任务 1:
在条目中，从包含“Exercise. Indicate with a point every instance of the man's face”的那一行起，一直到包含“x=177, y=200”的那一行为止，把这些行原样打印出来，首尾两行都包括在内，其余的行不要打印。

1870. Minimum Speed to Arrive on Time

題目描述

You are given a floating-point number hour, representing the amount of time you have to reach the office. To commute to the office, you must take n trains in sequential order. You are also given an integer array dist of length n, where dist[i] describes the distance (in kilometers) of the i^th train ride.

Each train can only depart at an integer hour, so you may need to wait in between each train ride.

For example, if the 1^st train ride takes 1.5 hours, you must wait for an additional 0.5 hours before you can depart on the 2^nd train ride at the 2 hour mark.

Return the minimum positive integer speed (in kilometers per hour) that all the trains must travel at for you to reach the office on time, or -1 if it is impossible to be on time.

提取的条目:
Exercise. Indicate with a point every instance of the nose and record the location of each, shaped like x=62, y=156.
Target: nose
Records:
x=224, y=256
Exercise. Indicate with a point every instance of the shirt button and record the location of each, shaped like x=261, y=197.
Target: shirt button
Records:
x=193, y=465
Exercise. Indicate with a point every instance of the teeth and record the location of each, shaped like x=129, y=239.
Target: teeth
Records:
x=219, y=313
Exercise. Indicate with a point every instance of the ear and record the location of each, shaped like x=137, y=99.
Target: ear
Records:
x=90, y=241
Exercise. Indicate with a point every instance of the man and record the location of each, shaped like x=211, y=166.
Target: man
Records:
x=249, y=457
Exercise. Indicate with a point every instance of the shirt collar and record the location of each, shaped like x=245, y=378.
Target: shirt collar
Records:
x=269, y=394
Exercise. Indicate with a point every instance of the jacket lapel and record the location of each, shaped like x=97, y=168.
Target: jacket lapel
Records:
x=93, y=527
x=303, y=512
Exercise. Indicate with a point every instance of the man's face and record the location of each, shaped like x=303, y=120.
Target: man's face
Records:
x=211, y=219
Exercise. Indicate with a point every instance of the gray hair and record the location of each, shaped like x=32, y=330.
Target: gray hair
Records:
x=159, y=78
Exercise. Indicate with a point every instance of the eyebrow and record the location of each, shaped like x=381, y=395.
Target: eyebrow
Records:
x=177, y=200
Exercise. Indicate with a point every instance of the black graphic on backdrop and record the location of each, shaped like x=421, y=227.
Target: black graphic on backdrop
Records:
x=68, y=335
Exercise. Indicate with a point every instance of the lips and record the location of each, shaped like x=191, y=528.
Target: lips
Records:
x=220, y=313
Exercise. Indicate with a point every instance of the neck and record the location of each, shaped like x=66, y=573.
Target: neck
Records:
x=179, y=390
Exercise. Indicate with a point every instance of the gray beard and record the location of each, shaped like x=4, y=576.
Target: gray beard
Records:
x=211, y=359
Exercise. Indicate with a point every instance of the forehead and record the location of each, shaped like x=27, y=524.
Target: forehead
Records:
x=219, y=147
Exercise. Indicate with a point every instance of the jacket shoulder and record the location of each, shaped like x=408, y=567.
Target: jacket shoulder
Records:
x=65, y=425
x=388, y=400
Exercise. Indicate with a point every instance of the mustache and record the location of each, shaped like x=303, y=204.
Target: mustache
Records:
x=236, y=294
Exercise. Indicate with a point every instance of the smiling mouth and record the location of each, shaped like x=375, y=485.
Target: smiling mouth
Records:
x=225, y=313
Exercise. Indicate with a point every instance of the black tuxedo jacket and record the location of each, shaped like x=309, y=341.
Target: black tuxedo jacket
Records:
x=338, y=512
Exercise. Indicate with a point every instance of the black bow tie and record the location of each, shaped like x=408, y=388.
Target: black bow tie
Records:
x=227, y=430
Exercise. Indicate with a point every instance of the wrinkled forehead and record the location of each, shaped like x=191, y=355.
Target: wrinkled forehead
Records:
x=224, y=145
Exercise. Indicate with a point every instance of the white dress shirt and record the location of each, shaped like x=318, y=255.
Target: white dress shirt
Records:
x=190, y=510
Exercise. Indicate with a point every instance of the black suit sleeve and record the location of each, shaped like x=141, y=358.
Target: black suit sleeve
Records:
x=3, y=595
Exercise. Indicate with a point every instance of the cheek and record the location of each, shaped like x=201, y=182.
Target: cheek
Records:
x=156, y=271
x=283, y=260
---
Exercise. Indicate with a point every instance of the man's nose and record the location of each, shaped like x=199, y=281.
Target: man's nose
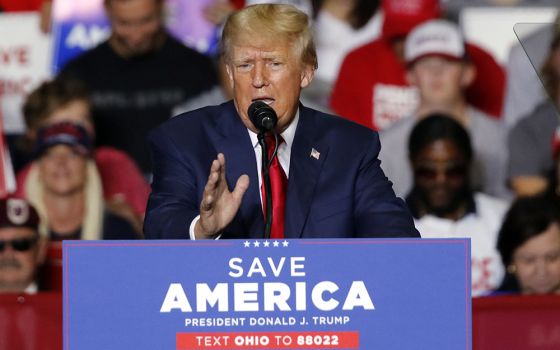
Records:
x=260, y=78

任务 2:
把所给文本中从“1870. Minimum Speed”起、一直到“2 hour mark.”为止的全部内容一字不改地输出。

最终结果 1:
Exercise. Indicate with a point every instance of the man's face and record the location of each, shaped like x=303, y=120.
Target: man's face
Records:
x=211, y=219
Exercise. Indicate with a point every instance of the gray hair and record the location of each, shaped like x=32, y=330.
Target: gray hair
Records:
x=159, y=78
Exercise. Indicate with a point every instance of the eyebrow and record the location of each, shaped like x=381, y=395.
Target: eyebrow
Records:
x=177, y=200

最终结果 2:
1870. Minimum Speed to Arrive on Time

題目描述

You are given a floating-point number hour, representing the amount of time you have to reach the office. To commute to the office, you must take n trains in sequential order. You are also given an integer array dist of length n, where dist[i] describes the distance (in kilometers) of the i^th train ride.

Each train can only depart at an integer hour, so you may need to wait in between each train ride.

For example, if the 1^st train ride takes 1.5 hours, you must wait for an additional 0.5 hours before you can depart on the 2^nd train ride at the 2 hour mark.